- [Brief 1]
Rewrite the part of the Current Cites text that opens with the words containing "Christof Galli, Kirk" and closes with "22(1) (January 1998)", putting "Print Endures" in place of "Paper Persists".

- [Text segment]
E-Publishing & Digital Libraries in Current Cites, January 1998 Birdie MacLennan 03 Feb 1998 16:01 UTC

Dear SERIALSTers,

The following is excerpted from the most recent issue of _Current Cites_
(Jan. 1998)  and contains several review items that should be of great
interest serialists -- or to anyone interested in electronic publishing,
the sphere of digital libraries, and the impact of these occurences on our
profession.  Forwarded, FYI.

        Birdie MacLennan
        Coordinator, Serials & Cataloging   bmaclenn@zoo.uvm.edu
        University of Vermont               bmaclenn@uvmvm.uvm.edu

---------- Forwarded message ----------
Date:    Mon, 2 Feb 1998 16:50:00 -0600
From: CITES Moderator <citeschk@library.berkeley.edu>
Sender: Public-Access Computer Systems Forum <PACS-L@LISTSERV.UH.EDU>
Subject:  Current Cites, January 1998

                        _Current Cites_
                        Volume 9, no. 1
                          January 1998
                          The Library
               University of California, Berkeley
                 Edited by Teri Andrews Rinne
                        ISSN: 1060-2356
 http://sunsite.berkeley.edu/CurrentCites/1998/cc98.9.1.html

                         Contributors:

           Christof Galli, Kirk Hastings, Terry Huwe,
        Margaret Phillips, Richard Rinehart, Roy Tennant
                  Jim Ronningen, Lisa Yesson

<snip>

DIGITAL LIBRARIES ...

   Crawford, Walt. "Paper Persists: Why Physical Library Collections
   Still Matter" Online 22(1) (January 1998)
   (http://www.onlineinc.com/onlinemag/JanOL98/crawford1.html). - For
   many years the library community has benefited from Walt Crawford's
   reality checks. No technophobe, he analyzes information systems for
   the Research Libraries Group. With this Online essay, he addresses an
   audience which may see total digitization as imminent, but he gently
   deflates that notion by citing examples of digital media limitations
   and library usage patterns. He makes a convincing case that, for now
   and the forseeable future, the value of online resources will be to
   enhance and extend library collections. For those administrators and
   others who demand that an argument be put succinctly, he offers the
   simple phrase "and, not or" as a reminder that any good information
   center will combine appropriate technologies, including the printed
   page. - JR

   Klemperer, Katharina and Stephen Chapman. "Digital Libraries: A
   Selected Resource Guide" Information Technology and Libraries 16(3)

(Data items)

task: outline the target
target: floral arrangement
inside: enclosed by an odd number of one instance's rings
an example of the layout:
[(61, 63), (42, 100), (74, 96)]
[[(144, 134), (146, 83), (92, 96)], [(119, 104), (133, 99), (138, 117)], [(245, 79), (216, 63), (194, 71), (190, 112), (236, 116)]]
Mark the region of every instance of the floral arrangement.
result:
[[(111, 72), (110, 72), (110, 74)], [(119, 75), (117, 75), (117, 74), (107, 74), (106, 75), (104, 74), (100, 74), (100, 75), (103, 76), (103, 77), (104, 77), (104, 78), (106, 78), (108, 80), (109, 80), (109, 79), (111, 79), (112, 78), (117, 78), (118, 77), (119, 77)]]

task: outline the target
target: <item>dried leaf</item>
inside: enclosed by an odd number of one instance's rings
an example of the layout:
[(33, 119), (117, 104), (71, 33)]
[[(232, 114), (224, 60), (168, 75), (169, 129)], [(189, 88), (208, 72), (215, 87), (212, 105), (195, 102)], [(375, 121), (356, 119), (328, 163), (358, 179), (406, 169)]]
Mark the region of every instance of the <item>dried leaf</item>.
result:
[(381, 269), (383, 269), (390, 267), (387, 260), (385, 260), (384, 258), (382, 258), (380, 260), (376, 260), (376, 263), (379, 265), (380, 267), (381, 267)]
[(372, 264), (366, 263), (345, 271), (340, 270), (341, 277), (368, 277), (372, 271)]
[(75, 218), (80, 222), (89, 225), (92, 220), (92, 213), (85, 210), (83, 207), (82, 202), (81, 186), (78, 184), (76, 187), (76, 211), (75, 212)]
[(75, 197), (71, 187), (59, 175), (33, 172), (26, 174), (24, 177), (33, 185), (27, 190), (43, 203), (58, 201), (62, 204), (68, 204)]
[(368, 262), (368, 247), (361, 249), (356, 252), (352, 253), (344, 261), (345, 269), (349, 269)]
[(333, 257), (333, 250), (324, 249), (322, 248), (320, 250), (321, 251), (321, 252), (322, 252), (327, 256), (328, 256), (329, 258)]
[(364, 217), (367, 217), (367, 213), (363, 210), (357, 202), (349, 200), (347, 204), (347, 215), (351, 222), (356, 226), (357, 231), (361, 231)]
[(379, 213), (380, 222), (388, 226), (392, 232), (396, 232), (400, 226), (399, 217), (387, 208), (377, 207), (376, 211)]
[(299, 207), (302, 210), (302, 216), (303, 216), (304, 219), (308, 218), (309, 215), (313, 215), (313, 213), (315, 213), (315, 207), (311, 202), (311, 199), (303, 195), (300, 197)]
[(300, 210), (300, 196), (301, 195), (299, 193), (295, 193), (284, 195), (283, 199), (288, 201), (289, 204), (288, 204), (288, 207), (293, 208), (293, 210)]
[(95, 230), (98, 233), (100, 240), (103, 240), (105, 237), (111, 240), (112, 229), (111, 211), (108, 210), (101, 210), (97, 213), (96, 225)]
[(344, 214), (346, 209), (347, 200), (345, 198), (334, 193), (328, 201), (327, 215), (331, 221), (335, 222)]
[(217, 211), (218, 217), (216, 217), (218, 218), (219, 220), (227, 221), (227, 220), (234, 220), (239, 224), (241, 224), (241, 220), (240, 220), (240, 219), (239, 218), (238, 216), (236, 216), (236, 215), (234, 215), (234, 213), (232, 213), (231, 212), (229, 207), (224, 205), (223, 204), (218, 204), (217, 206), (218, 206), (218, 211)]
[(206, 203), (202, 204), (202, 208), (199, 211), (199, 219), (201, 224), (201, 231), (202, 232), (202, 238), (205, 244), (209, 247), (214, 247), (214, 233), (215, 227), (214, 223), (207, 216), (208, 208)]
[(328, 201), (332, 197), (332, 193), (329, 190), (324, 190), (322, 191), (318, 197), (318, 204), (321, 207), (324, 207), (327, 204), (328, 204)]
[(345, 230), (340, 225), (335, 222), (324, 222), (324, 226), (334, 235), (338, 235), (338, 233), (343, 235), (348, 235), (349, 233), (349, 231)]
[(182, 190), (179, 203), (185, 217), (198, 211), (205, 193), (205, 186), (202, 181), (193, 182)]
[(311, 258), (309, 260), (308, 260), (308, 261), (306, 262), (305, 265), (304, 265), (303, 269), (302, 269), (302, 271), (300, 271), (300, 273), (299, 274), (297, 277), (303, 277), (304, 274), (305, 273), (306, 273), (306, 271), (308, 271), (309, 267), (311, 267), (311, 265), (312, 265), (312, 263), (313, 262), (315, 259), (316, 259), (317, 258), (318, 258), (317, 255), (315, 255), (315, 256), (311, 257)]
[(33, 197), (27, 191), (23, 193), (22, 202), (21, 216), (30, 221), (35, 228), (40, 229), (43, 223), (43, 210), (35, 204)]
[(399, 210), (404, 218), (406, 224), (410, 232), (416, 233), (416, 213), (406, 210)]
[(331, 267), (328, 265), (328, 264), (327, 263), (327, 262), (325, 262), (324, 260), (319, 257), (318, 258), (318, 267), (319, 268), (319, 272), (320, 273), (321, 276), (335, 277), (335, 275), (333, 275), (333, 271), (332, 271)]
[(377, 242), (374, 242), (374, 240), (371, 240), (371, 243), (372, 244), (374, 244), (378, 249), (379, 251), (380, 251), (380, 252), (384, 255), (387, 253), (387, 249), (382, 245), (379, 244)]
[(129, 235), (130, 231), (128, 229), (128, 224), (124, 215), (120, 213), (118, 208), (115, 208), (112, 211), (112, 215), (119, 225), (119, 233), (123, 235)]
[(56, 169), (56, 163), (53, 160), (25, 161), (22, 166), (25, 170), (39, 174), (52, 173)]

- [Brief 2]
Reproduce word for word the data items rows from the start of the rows through the line that contains "77), (119, 77)]]".

- [Reply 1]
Christof Galli, Kirk Hastings, Terry Huwe,
        Margaret Phillips, Richard Rinehart, Roy Tennant
                  Jim Ronningen, Lisa Yesson

<snip>

DIGITAL LIBRARIES ...

   Crawford, Walt. "Print Endures: Why Physical Library Collections
   Still Matter" Online 22(1) (January 1998)

- [Reply 2]
task: outline the target
target: floral arrangement
inside: enclosed by an odd number of one instance's rings
an example of the layout:
[(61, 63), (42, 100), (74, 96)]
[[(144, 134), (146, 83), (92, 96)], [(119, 104), (133, 99), (138, 117)], [(245, 79), (216, 63), (194, 71), (190, 112), (236, 116)]]
Mark the region of every instance of the floral arrangement.
result:
[[(111, 72), (110, 72), (110, 74)], [(119, 75), (117, 75), (117, 74), (107, 74), (106, 75), (104, 74), (100, 74), (100, 75), (103, 76), (103, 77), (104, 77), (104, 78), (106, 78), (108, 80), (109, 80), (109, 79), (111, 79), (112, 78), (117, 78), (118, 77), (119, 77)]]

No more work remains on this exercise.